__TEXT PASSAGE__.
-=-=-

Fastest way to calculate a number of memory blocks

Fastest way to calculate a number of memory blocks - c

I have a memory region, which is divided in blocks of predefined BLOCKSIZE size. Given a memory chunk, defined by its offset OFFSET in bytes and SIZE in bytes, how to efficiently calculate a number of blocks, containing this memory chunk?
For example, let's say the BLOCKSIZE=8. Then a memory chunk with OFFSET=0 and SIZE=16 will take 2 blocks, but a chunk with OFFSET=4 and SIZE=16 will take 3 blocks.
I can write a formula like this (using integer arithmetics in C):
numberOfBlocks = (OFFSET + SIZE - 1) / BLOCKSIZE - (OFFSET / BLOCKSIZE) + 1;
This calculation will take 2 divisions and 4 additions. Can we do better, provided that the BLOCKSIZE is a power of 2 and OFFSET >= 0 and SIZE > 0?
UPDATE: I uderstand that division can be replaced by shifting in this case.

Can we do better, provided that the BLOCKSIZE is a power of 2?
I don't think so. Your (corrected) formula is basically (index of the first block after the chunk) - (index of the first containing any part of the chunk). You could formulate it differently -- say, as the sum of a base number of blocks plus an adjustment for certain layouts that require one extra block -- but that actually increases the number of operations needed by a couple:
numberOfBlocks = (SIZE + BLOCKSIZE - 1) / BLOCKSIZE
+ ((SIZE % BLOCKSIZE) + (OFFSET % BLOCKSIZE)) / BLOCKSIZE;
I don't see any way around performing (at least) two integer divisions (or equivalent bit shifts), because any approach to the calculation requires computing two block counts. These two computations cannot be combined, because each one requires a separate remainder truncation.
That BLOCKSIZE is a power of two may help you choose more efficient operations, but it does not help reduce the number of operations required. However, you could reduce the number of operations slightly if you could rely on SIZE to be a multiple of BLOCKSIZE. In that case, you could do this:
numberOfBlocks = SIZE / BLOCKSIZE + (OFFSET % BLOCKSIZE) ? 1 : 0;
Alternatively, if it would be sufficient to compute an upper bound on the number of blocks covered, then you could do this:
numberOfBlocksBound = SIZE / BLOCKSIZE + 2;
or slightly tighter in many cases, but more costly to compute:
numberOfBlocksBound = (SIZE + BLOCKSIZE - 1) / BLOCKSIZE + 1;

Related

What is the advantage of this sizing code in C?

-=-=-

__RECORDED DATA__.
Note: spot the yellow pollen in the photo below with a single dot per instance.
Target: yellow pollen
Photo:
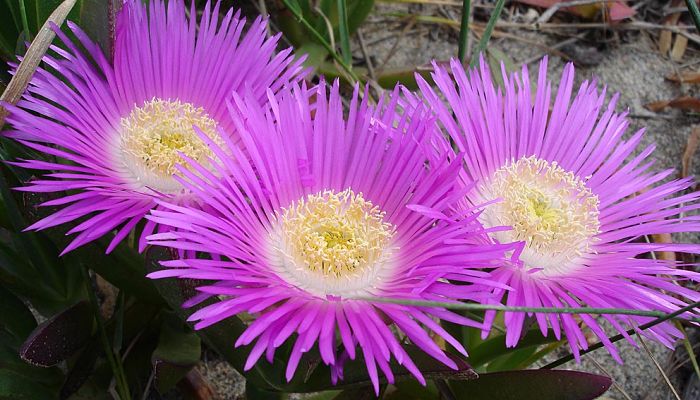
(153, 135)
(549, 208)
(335, 234)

-=-=-

Please carry on the discussion about counting memory blocks, starting after its last line.

Apologies for the generic question title, I wasn't sure how to phrase it properly (suggestions welcome!)
I'm trying to get my head around some of the code for the Common Mark parser and came across this:
/* Oversize the buffer by 50% to guarantee amortized linear time
* complexity on append operations. */
bufsize_t new_size = target_size + target_size / 2;
new_size += 1;
new_size = (new_size + 7) & ~7;
So given a number, eg 32, it will add (32 / 2) [48], add 1 [49], add 7 [56], finally ANDing that with -8 [56].
Is this a common pattern? Specifically the adding of a number and then ANDing with its complement.
Is anyone able to provide any insight into what this is doing and what advantages, if any, exist?

The (+7) & ~7 part rounds the number up to the first multiple of 8. It works only with powers of 2 (7 is 2^3-1). If you want to round to a multiple of 32 then use 31 instead of 7.
The reason to round the size to a multiple of 8 is probably specific to the algorithm.
It is also possible that the author of the code knows how the memory allocator works. If the allocator uses internally blocks of memory of multiple of 8 bytes, an allocation request of any number of bytes between 1 and 8 uses an entire block. By asking for a block having a size that is multiple of 8 one gets several extra bytes for the same price.

Chunking Arithmetics

Consider two coordinate systems, one for the objects themselves, one for the chunks the objects are contained in. Let's consider a chunk size of 4, meaning that the object at coordinate 0 is in chunk 0, the object at coordinate 3 is also in chunk 0, but the object at coordinate 8 is in chunk 2 , the object at coordinate -4 is in chunk -1.
Calculating the chunk number for an object with a positive position is easy: object.number/chunk_size
But I do not find a formular that calculates the correct chunk position for objects at negative positions:
-4/4 = -1 is correct but -2/4 = 0 is not the required result, though -4/4 -1 = -2 is now incorrect, but -2/4 -1 = -1 is now correct ...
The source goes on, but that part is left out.